Data items:
++++++++++

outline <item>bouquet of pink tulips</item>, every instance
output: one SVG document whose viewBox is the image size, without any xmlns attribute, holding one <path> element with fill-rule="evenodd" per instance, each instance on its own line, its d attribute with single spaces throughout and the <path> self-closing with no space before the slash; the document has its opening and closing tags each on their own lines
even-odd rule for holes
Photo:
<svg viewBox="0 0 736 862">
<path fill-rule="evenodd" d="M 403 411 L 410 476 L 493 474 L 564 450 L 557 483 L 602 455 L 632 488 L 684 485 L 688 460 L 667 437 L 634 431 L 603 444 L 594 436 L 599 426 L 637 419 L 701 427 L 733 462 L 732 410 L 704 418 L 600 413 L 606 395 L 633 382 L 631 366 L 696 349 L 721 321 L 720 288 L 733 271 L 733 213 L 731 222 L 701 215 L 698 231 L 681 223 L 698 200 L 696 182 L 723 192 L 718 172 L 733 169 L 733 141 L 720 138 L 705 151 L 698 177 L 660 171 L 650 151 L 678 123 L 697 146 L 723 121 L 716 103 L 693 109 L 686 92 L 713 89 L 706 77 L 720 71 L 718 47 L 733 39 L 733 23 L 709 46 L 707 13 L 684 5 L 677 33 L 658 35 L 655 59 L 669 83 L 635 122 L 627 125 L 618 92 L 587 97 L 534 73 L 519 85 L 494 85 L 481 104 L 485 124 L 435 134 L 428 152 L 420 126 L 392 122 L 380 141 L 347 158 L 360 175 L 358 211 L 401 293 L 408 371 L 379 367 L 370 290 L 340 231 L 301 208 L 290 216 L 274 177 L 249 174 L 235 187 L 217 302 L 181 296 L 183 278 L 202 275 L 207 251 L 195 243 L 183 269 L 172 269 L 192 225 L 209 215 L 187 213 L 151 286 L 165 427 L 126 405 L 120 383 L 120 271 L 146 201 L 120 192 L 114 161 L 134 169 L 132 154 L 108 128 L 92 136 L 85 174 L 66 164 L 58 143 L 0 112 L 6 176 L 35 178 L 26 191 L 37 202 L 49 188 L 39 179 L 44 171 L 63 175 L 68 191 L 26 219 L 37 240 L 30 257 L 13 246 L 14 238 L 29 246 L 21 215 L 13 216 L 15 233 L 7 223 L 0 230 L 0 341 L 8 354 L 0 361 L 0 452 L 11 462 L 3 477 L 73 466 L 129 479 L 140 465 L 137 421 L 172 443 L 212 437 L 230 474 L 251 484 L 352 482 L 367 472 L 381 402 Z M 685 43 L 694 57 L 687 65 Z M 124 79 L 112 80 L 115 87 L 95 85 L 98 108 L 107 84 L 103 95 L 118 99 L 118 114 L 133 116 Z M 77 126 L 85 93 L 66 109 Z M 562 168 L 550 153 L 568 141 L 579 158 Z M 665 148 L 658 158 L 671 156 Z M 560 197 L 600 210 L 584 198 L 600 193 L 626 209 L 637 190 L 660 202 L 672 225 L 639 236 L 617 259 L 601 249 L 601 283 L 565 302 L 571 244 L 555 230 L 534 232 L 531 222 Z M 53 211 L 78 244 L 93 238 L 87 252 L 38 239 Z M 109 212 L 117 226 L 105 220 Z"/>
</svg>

++++++++++

# [Work required]
Update the records by replacing "tulips" with "roses", and leave everything else unchanged.

# [Solution for this exercise]
outline <item>bouquet of pink roses</item>, every instance
output: one SVG document whose viewBox is the image size, without any xmlns attribute, holding one <path> element with fill-rule="evenodd" per instance, each instance on its own line, its d attribute with single spaces throughout and the <path> self-closing with no space before the slash; the document has its opening and closing tags each on their own lines
even-odd rule for holes
Photo:
<svg viewBox="0 0 736 862">
<path fill-rule="evenodd" d="M 403 411 L 410 476 L 493 474 L 564 450 L 557 483 L 602 455 L 632 488 L 684 485 L 688 460 L 667 437 L 634 431 L 603 444 L 594 436 L 599 426 L 637 419 L 701 427 L 733 462 L 732 410 L 704 418 L 600 413 L 606 395 L 633 382 L 631 366 L 696 349 L 721 321 L 720 288 L 733 271 L 733 213 L 731 222 L 701 215 L 698 231 L 681 223 L 698 200 L 696 182 L 723 192 L 718 172 L 733 169 L 733 141 L 720 138 L 705 151 L 698 177 L 660 171 L 650 151 L 678 123 L 697 146 L 723 121 L 716 103 L 693 109 L 686 92 L 713 89 L 706 77 L 720 71 L 718 47 L 733 39 L 733 23 L 709 46 L 707 13 L 684 5 L 677 33 L 658 35 L 655 59 L 669 83 L 635 122 L 627 125 L 618 92 L 587 97 L 534 73 L 519 85 L 494 85 L 481 104 L 485 124 L 435 134 L 428 152 L 420 126 L 392 122 L 380 141 L 347 158 L 360 175 L 358 211 L 401 293 L 408 371 L 379 367 L 370 290 L 340 231 L 301 208 L 290 216 L 274 177 L 249 174 L 235 187 L 217 302 L 181 296 L 183 278 L 202 275 L 207 251 L 195 243 L 183 269 L 172 269 L 192 225 L 209 215 L 187 213 L 151 286 L 165 427 L 126 405 L 120 383 L 120 271 L 146 201 L 120 192 L 114 161 L 134 169 L 132 154 L 108 128 L 92 136 L 85 174 L 66 164 L 58 143 L 0 112 L 6 176 L 35 178 L 26 191 L 37 202 L 49 188 L 39 179 L 44 171 L 63 175 L 68 191 L 26 219 L 37 240 L 30 257 L 13 246 L 14 238 L 29 246 L 21 215 L 13 216 L 15 233 L 7 223 L 0 230 L 0 341 L 8 354 L 0 361 L 0 452 L 11 462 L 3 477 L 73 466 L 129 479 L 140 465 L 137 421 L 172 443 L 212 437 L 230 474 L 251 484 L 352 482 L 367 472 L 381 402 Z M 685 43 L 694 57 L 687 65 Z M 124 79 L 112 80 L 115 87 L 95 85 L 98 108 L 107 84 L 103 95 L 118 99 L 118 114 L 133 116 Z M 77 126 L 85 93 L 66 109 Z M 562 168 L 550 153 L 568 141 L 579 158 Z M 665 148 L 658 158 L 671 156 Z M 560 197 L 600 210 L 584 198 L 600 193 L 626 209 L 637 190 L 660 202 L 672 225 L 639 236 L 617 259 L 601 249 L 601 283 L 565 302 L 571 244 L 555 230 L 534 232 L 531 222 Z M 53 211 L 78 244 L 93 238 L 87 252 L 38 239 Z M 109 212 L 117 226 L 105 220 Z"/>
</svg>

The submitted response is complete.